▶ Task
All of the records below need to be returned exactly.
───── Exercise materials ─────
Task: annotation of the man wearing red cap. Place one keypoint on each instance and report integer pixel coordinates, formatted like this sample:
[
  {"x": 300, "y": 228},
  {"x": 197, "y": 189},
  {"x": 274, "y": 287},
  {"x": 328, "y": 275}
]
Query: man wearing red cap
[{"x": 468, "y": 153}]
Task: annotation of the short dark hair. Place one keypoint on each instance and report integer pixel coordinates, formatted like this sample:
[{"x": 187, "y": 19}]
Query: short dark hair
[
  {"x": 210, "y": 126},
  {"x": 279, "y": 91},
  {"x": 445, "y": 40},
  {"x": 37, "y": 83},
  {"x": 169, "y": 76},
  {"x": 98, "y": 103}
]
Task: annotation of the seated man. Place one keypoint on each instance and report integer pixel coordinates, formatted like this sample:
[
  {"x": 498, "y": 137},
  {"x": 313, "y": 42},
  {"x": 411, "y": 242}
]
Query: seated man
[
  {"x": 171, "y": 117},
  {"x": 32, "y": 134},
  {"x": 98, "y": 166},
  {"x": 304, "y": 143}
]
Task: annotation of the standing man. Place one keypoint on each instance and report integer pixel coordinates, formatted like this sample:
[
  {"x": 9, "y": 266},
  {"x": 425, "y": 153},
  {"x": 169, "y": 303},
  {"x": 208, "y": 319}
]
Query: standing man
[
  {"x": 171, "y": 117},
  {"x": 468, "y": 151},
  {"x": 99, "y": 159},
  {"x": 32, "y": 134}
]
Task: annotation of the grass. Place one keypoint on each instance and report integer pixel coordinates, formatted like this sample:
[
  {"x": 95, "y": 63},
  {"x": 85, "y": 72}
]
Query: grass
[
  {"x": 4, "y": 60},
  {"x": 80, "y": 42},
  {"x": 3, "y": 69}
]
─────
▶ Answer for the task
Task: annotation of the man wearing red cap. Place one keypoint on each instance and report integer pixel coordinates, formatted like this sample:
[
  {"x": 300, "y": 228},
  {"x": 197, "y": 189},
  {"x": 274, "y": 287},
  {"x": 328, "y": 275}
]
Query: man wearing red cap
[{"x": 468, "y": 153}]
Task: annotation of the short dark hair. Place one keypoint on each instance and report integer pixel coordinates, formatted like this sample:
[{"x": 187, "y": 19}]
Query: short dark hair
[
  {"x": 210, "y": 126},
  {"x": 279, "y": 91},
  {"x": 445, "y": 40},
  {"x": 37, "y": 83},
  {"x": 169, "y": 76},
  {"x": 98, "y": 103}
]
Task: annotation of the seated man. Place one keypoint on each instance and report integer pixel coordinates, formatted like this sample:
[
  {"x": 498, "y": 137},
  {"x": 313, "y": 42},
  {"x": 411, "y": 242}
]
Query: seated man
[
  {"x": 171, "y": 117},
  {"x": 32, "y": 134},
  {"x": 98, "y": 166},
  {"x": 304, "y": 143}
]
Task: annotation of the standing man. Place one keypoint on each instance and report integer pixel coordinates, formatted like this sample:
[
  {"x": 9, "y": 266},
  {"x": 425, "y": 153},
  {"x": 169, "y": 303},
  {"x": 208, "y": 319}
]
Query: standing man
[
  {"x": 171, "y": 117},
  {"x": 468, "y": 151},
  {"x": 99, "y": 159},
  {"x": 32, "y": 134}
]
Task: annotation of the grass. Place one keypoint on each instance and report integer pixel coordinates, formatted like this sample:
[
  {"x": 95, "y": 63},
  {"x": 85, "y": 72}
]
Query: grass
[
  {"x": 4, "y": 60},
  {"x": 80, "y": 42},
  {"x": 3, "y": 69}
]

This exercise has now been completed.